Wolmer's is the oldest continually operating school in Jamaica.

=== John Wolmer, the great benefactor ===
He was probably born around 1659. He was a Kingston goldsmith. He married Mary Elizabeth Lumbard, a 50-year-old widow, at Half Way Tree in 1705, but she died in 1717. He bought land at Stanton Street adjoining Duckenfield, in 1681 and sold it in 1727. Little else is known about him or his origin. There is speculation that he may have come from Switzerland or England. As a goldsmith and jeweller, he probably benefitted from the gold coming from Africa and mainland America that was worked by the few goldsmiths in Port Royal, hence his wealth. Goldsmiths also helped to regulate the value of foreign currency to the English pound, by buying and selling currency. Goldsmiths also made money by acting as brokers connected to the slave trade and as usurers (moneylenders). There is reference of one Peter Calliard selling Negro slaves to John Wolmer in 1712, who was described as “the Kingston jeweller”. He wrote his will on May 21, 1729 (Founder’s Day) and died in Kingston parish on June 29, 1729. The sum of £2,360 was left for the purpose of the establishment of the “Free School”. He also left in his will £50 to the poor of his parish, granted his slaves their freedom (and his clothing) and left his good friend John Williams, his horse, furniture, a silver quarter and £20.

=== Wolmer's importance in Jamaica’s history ===
When the English captured Jamaica from Spain in 1655, their main focus was in gaining as much wealth as possible in the shortest possible time, from the colony. Buccaneering raids on Spanish settlements and ships and the establishment of sugar plantations worked by imported enslaved African labour, became two of the most significant economic activities in Jamaica. Largely illiterate and uneducated settlers poured into the island seeking their fortune, hoping to return to England as wealthy, respectable citizens. The provision of education for the population was therefore a very low priority. John Wolmer was not the first to bequeath money for the establishment of an educational institution in Jamaica. Philip Vicarry (1676), Thomas Martin (1681) and Sir Nicholas Lawes (1695) all left money for the establishment of free schools in various parts of Jamaica, but those schools did not survive or nothing was done about establishing them. Wolmer's will declared that a 'free school' be established in the parish where he happened to die. His will did not exclude any ethnic group or class of people from entering the school, but simply said that a ‘free school’ be established. It was the early Trustees who, in establishing the Wolmer's Trust, introduced a racial bias and allowed only white children to attend the school initially. Reflecting the prejudices of the time, Jewish children were expected to pay for their education, while African children were not accepted at Wolmer’s until some time later. The school did not begin operation until 1736 because of some 'defects' in John Wolmer’s will. No provision was made for the housing of the school, nor were there any rules or guidelines for its management. It took the intervention of Jamaica’s House of Assembly in 1731, 1734 and 1736 and many amendments, before a law was passed establishing the Wolmer's Trust in 1736. The Kingston Common Council, the forerunner to the Kingston and St. Andrew Corporation (KSAC), was responsible for the maintenance, direction, regulation, administration and management of the school and nominated several members to the Wolmer's Board of management, for over two hundred years.

────

#### Short exercise A:
Name each person that the Wolmer's history says left money for free schools in Jamaica before John Wolmer, and give the year shown for each.

Point placement records:
────

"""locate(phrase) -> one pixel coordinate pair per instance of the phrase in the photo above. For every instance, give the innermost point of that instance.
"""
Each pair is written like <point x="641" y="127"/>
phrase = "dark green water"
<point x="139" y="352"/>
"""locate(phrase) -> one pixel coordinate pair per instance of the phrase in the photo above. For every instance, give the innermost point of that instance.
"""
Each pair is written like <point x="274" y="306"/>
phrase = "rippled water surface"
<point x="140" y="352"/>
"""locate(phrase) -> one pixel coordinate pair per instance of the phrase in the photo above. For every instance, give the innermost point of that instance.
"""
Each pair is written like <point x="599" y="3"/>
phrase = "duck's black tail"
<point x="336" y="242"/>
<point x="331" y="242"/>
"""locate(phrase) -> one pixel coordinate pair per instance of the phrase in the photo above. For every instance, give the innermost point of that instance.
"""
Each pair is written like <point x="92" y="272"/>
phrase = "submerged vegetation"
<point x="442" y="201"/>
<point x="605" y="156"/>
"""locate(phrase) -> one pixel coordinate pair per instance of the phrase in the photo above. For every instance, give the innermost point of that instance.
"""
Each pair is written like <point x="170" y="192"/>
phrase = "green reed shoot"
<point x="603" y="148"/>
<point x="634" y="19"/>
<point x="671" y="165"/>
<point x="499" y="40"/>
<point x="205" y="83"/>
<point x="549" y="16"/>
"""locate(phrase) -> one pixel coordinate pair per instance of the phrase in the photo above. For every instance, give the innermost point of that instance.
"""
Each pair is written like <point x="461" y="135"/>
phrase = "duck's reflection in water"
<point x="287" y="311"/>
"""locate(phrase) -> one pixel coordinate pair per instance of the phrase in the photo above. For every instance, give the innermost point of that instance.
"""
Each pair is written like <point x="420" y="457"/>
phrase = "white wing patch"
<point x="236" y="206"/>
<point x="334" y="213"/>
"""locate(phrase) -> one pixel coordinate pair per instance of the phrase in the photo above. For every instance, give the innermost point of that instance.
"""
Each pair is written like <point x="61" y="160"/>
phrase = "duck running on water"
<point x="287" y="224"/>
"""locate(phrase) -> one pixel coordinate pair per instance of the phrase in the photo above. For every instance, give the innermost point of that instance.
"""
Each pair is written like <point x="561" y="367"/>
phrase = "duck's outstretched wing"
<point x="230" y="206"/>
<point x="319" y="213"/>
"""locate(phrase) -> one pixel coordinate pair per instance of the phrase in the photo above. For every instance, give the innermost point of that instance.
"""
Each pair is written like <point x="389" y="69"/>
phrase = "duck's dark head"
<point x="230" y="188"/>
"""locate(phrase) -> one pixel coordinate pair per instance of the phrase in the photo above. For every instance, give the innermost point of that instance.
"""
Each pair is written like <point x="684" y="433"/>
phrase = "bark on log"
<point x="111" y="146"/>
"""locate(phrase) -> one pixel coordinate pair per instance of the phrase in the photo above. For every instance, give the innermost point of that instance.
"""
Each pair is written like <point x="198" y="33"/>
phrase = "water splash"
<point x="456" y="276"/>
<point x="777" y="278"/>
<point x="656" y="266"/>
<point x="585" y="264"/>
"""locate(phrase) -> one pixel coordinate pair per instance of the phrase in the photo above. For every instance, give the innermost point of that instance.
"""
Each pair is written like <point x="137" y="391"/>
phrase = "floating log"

────

#### Short exercise B:
Identify every line in the rows that contains the string "wing", and copy each one. Case counts.

#### Written response A:
Philip Vicarry (1676), Thomas Martin (1681), Sir Nicholas Lawes (1695)

#### Written response B:
phrase = "white wing patch"
phrase = "duck's outstretched wing"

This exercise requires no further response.